In [1]:
import os

In [2]:
from pathlib import Path

In [3]:
from dataclasses import dataclass

In [4]:
@dataclass
class DataIngestionConfig:
  root_dir:Path
  source_url:str
  local_data_file:Path
  unzip_dir:Path

In [5]:
@dataclass
class DataTransformConfig:
  root_dir:Path
  local_data_file: Path
  train_path: Path
  test_path: Path

In [6]:
@dataclass
class DataCleaningConfing:
  root_dir: Path
  train_path: Path
  test_path: Path
  cleaned_train_path: Path
  cleaned_test_path: Path

In [7]:
@dataclass
class ModelTrainingConfig:
  root_dir:Path
  cleaned_train_path: Path
  cleaned_test_path: Path
  model:Path  

In [8]:
@dataclass
class ModelValidationConfig:
    root_dir: Path
    cleaned_test_path:Path
    model: Path
    scores: Path
    ResidualDistribution: Path
    ResidualsVSPredictions: Path
    

In [9]:
import os
os.chdir('..')


In [10]:
from src.datascience.constants import *
from src.datascience.utils.common import *

In [11]:
os.chdir('C:/Users/bored/Music/My_own/research')

In [12]:
%pwd

'C:\\Users\\bored\\Music\\My_own\\research'

In [13]:
config_filepath=CONFIG_FILE_PATH

In [14]:
print(config_filepath.absolute())

C:\Users\bored\Music\My_own\config\config.yaml


In [15]:
class ConfigurationManager:
  def __init__(self,config_filepath=CONFIG_FILE_PATH,
               schema_filepath=SCHEMA_FILE_PATH,
               params_filepath=PARAMS_FILE_PATH):
    print(schema_filepath)
    self.config=read_yaml(config_filepath)
    self.schema=read_yaml(schema_filepath)

Data records:
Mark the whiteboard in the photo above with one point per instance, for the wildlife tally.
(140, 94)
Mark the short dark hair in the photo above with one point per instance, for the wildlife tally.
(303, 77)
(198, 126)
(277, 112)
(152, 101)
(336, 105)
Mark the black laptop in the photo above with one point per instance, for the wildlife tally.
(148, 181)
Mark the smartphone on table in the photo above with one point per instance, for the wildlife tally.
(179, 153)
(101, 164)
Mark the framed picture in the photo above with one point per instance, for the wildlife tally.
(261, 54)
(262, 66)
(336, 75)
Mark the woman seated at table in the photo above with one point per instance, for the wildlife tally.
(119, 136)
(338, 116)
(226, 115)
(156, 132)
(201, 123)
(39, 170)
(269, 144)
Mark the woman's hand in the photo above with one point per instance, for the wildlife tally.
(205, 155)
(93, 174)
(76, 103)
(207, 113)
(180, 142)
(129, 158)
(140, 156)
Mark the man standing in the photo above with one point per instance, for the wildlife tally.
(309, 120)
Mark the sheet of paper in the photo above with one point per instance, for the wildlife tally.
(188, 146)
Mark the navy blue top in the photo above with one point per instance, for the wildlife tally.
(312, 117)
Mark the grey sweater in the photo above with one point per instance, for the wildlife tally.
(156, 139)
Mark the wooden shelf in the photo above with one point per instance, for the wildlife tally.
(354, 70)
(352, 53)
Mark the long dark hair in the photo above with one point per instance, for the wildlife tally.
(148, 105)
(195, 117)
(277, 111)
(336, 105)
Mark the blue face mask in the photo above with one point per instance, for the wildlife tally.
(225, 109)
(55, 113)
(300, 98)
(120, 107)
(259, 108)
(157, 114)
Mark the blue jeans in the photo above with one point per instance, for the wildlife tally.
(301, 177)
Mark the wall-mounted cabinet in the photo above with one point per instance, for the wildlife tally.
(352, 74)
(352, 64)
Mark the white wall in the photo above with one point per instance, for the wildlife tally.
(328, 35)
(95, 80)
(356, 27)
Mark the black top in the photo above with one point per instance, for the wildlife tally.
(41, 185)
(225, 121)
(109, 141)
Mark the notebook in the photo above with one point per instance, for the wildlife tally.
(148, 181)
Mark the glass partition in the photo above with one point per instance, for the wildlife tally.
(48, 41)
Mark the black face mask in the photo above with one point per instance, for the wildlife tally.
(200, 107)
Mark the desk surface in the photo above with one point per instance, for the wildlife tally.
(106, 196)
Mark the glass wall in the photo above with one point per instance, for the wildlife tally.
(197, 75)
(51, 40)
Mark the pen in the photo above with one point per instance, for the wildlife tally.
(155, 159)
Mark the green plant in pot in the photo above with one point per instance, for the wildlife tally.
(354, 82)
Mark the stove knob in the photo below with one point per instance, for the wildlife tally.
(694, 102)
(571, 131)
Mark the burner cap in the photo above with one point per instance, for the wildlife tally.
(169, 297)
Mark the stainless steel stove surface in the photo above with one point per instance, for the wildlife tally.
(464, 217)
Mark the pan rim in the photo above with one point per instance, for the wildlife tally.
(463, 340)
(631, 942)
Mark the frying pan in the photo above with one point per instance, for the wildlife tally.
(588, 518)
==
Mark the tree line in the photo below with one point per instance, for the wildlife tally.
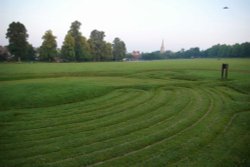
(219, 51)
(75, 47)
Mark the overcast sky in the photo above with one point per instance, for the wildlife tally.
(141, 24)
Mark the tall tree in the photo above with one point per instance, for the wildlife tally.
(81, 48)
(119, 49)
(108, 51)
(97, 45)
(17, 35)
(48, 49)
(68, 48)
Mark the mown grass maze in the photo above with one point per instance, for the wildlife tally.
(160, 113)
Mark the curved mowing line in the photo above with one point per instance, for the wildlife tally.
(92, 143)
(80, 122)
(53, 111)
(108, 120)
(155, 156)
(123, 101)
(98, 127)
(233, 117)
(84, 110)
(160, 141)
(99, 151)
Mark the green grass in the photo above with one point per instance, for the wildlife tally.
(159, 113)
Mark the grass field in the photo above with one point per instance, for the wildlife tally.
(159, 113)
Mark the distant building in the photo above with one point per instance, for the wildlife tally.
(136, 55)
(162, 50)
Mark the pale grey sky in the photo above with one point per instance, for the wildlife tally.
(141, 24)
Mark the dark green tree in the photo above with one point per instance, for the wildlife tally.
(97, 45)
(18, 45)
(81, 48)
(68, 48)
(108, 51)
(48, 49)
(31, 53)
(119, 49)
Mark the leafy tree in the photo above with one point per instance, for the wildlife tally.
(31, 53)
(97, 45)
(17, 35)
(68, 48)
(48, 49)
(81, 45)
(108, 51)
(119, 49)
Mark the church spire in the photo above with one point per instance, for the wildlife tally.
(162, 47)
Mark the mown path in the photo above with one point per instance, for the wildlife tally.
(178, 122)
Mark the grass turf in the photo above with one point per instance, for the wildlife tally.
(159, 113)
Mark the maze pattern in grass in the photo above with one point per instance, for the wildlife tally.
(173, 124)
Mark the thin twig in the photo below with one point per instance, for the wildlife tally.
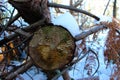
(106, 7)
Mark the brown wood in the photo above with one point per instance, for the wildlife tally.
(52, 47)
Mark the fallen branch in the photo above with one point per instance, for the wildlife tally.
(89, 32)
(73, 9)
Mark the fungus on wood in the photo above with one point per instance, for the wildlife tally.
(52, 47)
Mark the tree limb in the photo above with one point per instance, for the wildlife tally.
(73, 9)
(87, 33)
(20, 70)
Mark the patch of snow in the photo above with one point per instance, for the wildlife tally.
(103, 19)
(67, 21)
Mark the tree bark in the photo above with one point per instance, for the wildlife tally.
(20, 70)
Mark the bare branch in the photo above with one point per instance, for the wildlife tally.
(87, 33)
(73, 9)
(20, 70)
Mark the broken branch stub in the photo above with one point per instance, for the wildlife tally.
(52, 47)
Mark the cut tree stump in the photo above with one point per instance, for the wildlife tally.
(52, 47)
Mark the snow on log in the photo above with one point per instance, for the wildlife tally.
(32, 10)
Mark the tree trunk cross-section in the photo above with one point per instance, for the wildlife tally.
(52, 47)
---
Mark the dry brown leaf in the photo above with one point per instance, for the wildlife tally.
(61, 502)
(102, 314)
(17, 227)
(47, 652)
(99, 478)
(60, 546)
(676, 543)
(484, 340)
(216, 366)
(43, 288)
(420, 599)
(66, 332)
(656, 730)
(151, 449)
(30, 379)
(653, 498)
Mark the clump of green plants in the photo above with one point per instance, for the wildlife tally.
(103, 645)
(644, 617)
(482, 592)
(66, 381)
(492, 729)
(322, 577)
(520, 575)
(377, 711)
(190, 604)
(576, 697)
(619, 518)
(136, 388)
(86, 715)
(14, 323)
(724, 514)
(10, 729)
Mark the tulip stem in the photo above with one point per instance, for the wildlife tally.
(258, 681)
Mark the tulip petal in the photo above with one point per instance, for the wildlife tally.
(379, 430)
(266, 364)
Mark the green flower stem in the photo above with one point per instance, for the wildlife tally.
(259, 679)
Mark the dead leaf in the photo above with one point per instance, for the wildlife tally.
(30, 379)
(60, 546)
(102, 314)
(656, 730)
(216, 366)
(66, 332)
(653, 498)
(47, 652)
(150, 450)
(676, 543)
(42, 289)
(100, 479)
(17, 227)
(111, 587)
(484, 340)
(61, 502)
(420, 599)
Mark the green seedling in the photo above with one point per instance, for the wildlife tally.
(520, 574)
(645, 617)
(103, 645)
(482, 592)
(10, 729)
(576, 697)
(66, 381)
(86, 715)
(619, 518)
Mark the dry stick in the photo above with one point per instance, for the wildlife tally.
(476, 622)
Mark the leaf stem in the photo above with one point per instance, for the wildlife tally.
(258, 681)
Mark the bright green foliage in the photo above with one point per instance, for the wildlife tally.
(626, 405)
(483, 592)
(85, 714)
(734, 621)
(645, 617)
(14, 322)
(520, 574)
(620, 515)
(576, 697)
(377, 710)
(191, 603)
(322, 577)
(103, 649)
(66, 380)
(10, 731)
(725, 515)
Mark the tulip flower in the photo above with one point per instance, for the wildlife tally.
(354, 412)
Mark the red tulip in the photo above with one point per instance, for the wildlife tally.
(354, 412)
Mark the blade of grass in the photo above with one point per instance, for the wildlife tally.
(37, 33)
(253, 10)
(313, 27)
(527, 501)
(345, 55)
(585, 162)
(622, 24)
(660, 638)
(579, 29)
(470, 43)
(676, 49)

Task instructions:
1. Answer these about the notebook:
(a) Which class has the fields ResidualDistribution and ResidualsVSPredictions?
(b) What value is assigned to config_filepath in cell In [13]?
(c) Which parameter does the __init__ method of ConfigurationManager print?
2. Please filter the records down to every line that contains the word "stove", copying each such line. Case counts.
The notebook and the records are separate material.

Solutions in order:
1.
(a) ModelValidationConfig
(b) CONFIG_FILE_PATH
(c) schema_filepath

2.
Mark the stove knob in the photo below with one point per instance, for the wildlife tally.
Mark the stainless steel stove surface in the photo above with one point per instance, for the wildlife tally.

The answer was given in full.